Some records

* * * * *

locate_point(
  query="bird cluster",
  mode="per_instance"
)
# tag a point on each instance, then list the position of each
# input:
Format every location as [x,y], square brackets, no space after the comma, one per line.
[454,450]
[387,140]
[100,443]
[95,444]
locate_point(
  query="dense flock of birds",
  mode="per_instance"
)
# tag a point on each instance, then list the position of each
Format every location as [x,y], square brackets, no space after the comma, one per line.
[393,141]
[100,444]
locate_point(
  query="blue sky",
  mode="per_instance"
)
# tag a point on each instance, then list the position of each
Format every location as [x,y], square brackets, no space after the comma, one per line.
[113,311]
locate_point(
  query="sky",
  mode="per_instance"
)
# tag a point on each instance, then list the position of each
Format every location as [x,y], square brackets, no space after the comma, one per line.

* * * * *

● **EXERCISE AIM**:
Copy all of the data above line for line, changing nothing.

● **THE ANSWER**:
locate_point(
  query="bird cluster",
  mode="per_instance"
)
# tag a point on each instance, then list the position of each
# input:
Format every location as [x,y], square brackets, no space after the comma, one per line.
[454,450]
[387,140]
[100,443]
[95,444]
locate_point(
  query="dense flock of birds",
  mode="per_instance"
)
# tag a point on each instance, then list the position of each
Format every location as [x,y], square brackets, no space after the comma, one per line.
[393,141]
[100,444]
locate_point(
  query="blue sky",
  mode="per_instance"
)
# tag a point on each instance, then list the position of each
Format every location as [x,y], square brackets, no space after the comma, one per line.
[113,311]
locate_point(
  query="sky",
  mode="per_instance"
)
# tag a point on each instance, then list the position of each
Format every location as [x,y], square brackets, no space after the comma, one per line.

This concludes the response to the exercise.